Copy out exactly the stretch of the listing below that begins at the line containing "Target | black music stand" and ends at the line containing "Target | small black bag", and copy nothing outside it.

> _Exercise data_:
-------------------------

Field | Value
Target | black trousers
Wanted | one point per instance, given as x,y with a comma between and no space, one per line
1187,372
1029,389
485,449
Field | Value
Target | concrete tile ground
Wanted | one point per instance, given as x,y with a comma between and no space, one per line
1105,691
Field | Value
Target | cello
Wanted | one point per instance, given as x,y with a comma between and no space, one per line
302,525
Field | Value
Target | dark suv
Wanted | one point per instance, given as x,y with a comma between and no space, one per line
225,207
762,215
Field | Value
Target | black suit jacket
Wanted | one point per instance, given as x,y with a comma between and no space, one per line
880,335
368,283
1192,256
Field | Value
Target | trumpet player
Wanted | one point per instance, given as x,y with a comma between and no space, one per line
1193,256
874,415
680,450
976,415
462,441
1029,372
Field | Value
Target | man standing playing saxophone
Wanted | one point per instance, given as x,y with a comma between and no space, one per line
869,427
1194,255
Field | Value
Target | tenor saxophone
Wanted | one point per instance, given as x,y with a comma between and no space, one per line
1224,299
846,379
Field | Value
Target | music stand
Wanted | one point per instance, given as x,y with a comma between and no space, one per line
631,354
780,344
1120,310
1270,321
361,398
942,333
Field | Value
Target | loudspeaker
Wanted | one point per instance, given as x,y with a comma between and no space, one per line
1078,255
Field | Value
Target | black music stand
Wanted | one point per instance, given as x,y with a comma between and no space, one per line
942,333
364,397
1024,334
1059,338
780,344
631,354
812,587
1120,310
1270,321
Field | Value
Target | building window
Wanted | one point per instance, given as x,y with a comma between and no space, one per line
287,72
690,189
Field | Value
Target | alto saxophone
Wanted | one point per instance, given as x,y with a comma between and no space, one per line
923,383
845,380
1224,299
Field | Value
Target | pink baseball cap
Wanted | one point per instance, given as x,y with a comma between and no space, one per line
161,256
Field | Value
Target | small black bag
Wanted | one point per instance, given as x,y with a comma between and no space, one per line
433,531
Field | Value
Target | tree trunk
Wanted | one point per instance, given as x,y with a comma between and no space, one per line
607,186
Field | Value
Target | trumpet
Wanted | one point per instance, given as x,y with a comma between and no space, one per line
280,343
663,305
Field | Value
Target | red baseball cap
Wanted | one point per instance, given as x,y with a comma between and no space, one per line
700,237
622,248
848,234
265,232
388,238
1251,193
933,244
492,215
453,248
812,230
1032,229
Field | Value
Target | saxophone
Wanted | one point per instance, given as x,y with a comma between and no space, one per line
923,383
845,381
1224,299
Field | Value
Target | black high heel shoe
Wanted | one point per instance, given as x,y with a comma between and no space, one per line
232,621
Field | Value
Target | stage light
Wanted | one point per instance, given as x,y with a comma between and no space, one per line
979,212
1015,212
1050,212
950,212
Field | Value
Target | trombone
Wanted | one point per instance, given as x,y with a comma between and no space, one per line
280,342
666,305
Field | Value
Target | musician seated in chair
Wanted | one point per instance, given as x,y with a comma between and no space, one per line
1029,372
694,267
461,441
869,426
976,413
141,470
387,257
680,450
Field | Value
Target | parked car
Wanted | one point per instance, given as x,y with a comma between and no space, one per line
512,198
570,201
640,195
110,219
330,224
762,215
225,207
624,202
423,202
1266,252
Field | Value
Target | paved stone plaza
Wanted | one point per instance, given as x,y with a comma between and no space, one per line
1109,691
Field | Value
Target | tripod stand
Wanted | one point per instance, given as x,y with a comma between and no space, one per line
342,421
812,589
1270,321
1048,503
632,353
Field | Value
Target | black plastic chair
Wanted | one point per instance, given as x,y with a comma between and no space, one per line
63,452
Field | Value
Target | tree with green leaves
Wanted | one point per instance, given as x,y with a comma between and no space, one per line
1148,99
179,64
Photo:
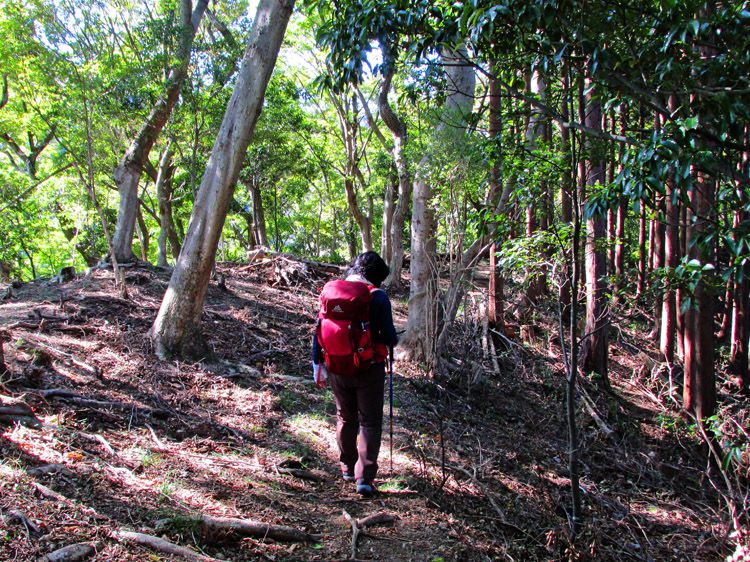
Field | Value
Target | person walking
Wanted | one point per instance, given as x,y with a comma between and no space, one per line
358,394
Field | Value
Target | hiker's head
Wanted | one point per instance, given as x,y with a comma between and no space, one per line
370,266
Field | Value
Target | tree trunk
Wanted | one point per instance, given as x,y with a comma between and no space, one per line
259,215
176,330
658,263
397,127
566,190
419,341
741,301
699,390
127,175
671,261
641,250
594,348
536,129
144,236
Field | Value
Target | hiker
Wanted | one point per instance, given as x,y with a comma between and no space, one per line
357,375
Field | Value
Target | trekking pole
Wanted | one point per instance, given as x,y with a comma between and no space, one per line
390,386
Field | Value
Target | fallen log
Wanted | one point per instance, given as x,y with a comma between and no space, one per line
223,526
302,473
161,545
32,529
94,404
20,412
71,553
4,337
369,521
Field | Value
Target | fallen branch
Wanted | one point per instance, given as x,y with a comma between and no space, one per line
262,354
302,473
369,521
161,545
32,529
71,553
18,412
70,357
212,526
79,400
377,519
49,469
355,533
4,337
49,492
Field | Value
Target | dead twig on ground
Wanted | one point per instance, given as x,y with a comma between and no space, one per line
77,399
161,545
358,524
71,553
222,526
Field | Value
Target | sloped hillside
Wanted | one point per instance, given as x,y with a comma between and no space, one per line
115,455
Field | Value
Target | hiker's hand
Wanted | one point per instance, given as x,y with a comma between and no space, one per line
320,375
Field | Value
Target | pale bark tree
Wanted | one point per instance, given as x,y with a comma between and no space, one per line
536,129
397,127
347,110
420,339
177,330
594,348
741,298
671,261
699,389
164,191
128,173
699,385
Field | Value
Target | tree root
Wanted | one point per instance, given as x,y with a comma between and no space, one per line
223,526
71,553
161,545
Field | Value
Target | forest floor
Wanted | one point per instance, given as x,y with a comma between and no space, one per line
126,442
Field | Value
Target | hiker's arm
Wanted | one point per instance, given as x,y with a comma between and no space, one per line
316,349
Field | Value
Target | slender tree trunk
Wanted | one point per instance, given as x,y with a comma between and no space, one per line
176,330
259,215
419,341
658,262
536,128
167,232
389,208
594,348
566,189
671,261
740,336
699,391
127,175
144,236
642,250
397,127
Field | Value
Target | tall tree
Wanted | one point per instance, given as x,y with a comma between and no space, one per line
176,330
594,348
127,175
420,339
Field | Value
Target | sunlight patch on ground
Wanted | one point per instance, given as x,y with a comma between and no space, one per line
316,430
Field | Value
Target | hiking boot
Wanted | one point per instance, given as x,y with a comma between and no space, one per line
365,488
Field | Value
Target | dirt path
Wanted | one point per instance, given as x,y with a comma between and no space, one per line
479,470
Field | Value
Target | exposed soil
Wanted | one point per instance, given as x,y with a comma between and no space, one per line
479,463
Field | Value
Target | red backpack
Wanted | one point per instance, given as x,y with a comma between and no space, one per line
344,327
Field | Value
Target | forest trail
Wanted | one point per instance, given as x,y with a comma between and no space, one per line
131,443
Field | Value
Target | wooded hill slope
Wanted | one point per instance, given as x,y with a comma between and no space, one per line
101,441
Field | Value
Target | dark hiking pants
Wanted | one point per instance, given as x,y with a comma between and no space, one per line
359,412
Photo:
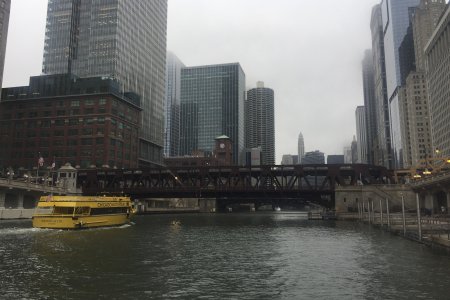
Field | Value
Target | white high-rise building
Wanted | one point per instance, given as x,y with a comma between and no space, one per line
121,40
172,105
361,134
260,122
301,148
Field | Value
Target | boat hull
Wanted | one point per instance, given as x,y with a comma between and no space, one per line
68,222
79,212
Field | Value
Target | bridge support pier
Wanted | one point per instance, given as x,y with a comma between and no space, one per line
20,197
2,199
429,201
448,198
207,204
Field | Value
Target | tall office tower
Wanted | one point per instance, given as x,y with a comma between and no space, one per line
438,72
314,158
425,19
335,159
172,105
361,134
414,94
260,122
383,150
122,40
348,155
370,105
301,148
354,149
417,119
396,15
5,6
287,159
212,104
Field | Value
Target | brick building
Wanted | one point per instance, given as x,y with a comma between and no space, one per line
85,122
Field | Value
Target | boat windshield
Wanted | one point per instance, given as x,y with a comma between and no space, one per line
82,211
43,210
61,210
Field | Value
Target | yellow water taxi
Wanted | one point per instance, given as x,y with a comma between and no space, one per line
76,212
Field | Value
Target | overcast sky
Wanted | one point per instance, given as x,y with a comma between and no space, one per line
308,52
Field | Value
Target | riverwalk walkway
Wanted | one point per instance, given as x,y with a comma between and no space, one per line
431,230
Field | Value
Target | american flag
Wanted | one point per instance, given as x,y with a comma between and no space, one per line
41,161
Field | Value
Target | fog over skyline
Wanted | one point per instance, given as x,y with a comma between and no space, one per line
308,52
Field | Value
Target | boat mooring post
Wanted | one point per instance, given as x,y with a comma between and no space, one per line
362,213
373,214
419,222
403,213
387,212
381,214
359,211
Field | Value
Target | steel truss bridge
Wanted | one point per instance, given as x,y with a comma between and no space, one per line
233,184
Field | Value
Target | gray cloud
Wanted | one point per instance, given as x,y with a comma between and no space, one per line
309,52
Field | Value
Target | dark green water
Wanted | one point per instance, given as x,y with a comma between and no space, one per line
223,256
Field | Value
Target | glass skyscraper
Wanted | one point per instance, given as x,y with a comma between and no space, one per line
370,107
118,39
383,149
260,122
212,104
172,105
5,6
301,148
396,16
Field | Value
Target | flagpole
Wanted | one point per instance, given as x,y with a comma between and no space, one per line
37,170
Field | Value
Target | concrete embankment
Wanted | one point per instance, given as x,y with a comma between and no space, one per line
433,230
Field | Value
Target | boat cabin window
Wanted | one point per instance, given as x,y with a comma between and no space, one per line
58,210
109,210
82,210
43,210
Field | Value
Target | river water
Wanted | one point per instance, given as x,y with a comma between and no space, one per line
218,256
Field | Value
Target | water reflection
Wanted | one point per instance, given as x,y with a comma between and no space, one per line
224,256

-------------------------

> _Output for this exercise_:
Target | black music stand
Wanted | one point per instance, given as x,y with a comma between and no space, one per line
942,333
364,397
1024,334
1059,338
780,344
631,354
812,587
1120,310
1270,321
Field | Value
Target | building window
Wanted | one point per instance, given as x,y with a comma between and no space, one per line
287,72
690,189
Field | Value
Target | alto saxophone
Wanted | one point per instance, given as x,y with a comma between and no space, one per line
923,383
845,380
1224,299
Field | Value
Target | pink baseball cap
Wanted | one point per instance, given as x,y with a comma between and no space, one per line
161,256
Field | Value
Target | small black bag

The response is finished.